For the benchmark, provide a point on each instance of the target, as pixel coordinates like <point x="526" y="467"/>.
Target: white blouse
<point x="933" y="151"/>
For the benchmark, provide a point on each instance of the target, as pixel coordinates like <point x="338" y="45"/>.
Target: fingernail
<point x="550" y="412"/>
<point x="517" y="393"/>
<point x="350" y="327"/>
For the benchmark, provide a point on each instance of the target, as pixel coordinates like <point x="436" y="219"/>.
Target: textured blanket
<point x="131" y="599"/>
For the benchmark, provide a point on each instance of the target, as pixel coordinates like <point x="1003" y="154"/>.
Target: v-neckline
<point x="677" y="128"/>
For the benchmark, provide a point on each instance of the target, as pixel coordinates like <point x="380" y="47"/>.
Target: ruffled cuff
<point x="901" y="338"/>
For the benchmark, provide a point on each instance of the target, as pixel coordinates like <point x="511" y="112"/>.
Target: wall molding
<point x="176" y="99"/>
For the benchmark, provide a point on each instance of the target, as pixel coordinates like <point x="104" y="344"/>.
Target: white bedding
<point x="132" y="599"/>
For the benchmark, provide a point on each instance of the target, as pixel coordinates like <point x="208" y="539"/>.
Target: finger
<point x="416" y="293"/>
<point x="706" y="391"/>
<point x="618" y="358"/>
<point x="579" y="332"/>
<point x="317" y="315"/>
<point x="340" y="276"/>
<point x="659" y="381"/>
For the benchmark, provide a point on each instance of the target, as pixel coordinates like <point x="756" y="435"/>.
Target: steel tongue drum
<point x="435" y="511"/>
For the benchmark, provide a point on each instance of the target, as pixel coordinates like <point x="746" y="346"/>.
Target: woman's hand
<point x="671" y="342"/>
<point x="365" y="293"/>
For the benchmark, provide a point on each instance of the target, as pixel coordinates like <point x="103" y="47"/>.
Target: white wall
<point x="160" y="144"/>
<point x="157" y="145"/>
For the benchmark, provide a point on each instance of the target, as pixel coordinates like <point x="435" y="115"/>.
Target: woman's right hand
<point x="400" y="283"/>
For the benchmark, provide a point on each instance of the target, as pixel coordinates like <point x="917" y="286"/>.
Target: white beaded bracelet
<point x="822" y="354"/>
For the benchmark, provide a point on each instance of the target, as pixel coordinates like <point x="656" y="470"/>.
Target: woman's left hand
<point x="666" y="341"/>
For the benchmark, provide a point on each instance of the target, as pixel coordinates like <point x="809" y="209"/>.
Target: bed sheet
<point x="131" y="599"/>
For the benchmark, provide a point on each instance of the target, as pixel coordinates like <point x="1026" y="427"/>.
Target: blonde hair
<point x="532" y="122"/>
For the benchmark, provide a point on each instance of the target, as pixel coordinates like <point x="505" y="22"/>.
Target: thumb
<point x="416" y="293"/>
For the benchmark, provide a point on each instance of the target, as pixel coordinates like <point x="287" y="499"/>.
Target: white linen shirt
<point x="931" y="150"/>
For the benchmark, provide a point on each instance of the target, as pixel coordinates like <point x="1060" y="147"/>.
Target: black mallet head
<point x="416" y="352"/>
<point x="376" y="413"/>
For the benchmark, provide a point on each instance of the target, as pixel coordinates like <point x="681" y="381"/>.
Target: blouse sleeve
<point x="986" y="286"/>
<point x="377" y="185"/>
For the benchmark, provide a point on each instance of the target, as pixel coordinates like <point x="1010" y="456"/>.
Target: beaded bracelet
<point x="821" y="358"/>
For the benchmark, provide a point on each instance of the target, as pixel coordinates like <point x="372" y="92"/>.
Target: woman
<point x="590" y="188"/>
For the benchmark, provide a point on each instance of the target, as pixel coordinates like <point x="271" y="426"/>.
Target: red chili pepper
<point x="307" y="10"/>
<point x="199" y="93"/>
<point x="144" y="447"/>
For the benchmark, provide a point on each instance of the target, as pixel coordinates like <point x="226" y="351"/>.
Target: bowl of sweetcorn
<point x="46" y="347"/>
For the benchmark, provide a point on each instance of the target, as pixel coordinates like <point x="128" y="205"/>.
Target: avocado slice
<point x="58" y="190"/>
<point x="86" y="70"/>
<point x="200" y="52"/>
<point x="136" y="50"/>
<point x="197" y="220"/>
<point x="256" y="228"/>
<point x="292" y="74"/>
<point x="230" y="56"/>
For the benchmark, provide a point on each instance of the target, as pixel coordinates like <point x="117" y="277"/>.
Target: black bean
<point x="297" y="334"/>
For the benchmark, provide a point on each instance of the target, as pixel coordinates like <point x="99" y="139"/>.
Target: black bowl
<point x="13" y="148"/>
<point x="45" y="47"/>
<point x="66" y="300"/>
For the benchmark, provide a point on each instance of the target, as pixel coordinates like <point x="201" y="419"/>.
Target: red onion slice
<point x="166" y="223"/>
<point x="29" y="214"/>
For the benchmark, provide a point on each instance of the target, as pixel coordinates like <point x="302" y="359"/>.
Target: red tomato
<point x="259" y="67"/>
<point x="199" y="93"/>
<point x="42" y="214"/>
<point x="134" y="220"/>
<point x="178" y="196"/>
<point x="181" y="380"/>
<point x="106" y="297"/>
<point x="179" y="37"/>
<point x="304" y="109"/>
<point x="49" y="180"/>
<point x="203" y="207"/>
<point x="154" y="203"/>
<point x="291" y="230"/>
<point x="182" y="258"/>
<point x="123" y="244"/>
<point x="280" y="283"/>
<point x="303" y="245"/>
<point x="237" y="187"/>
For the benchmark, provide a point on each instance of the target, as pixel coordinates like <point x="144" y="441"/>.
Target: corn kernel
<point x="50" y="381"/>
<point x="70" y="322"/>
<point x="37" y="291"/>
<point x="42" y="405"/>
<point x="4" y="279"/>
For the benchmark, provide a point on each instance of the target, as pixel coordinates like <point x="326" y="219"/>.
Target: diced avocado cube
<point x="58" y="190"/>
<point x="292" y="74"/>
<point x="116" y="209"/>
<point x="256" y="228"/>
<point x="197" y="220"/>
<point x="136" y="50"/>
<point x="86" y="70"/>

────

Task to complete: Return every line of the rows above that contains the word "blouse".

Problem solution:
Target: white blouse
Target: blouse sleeve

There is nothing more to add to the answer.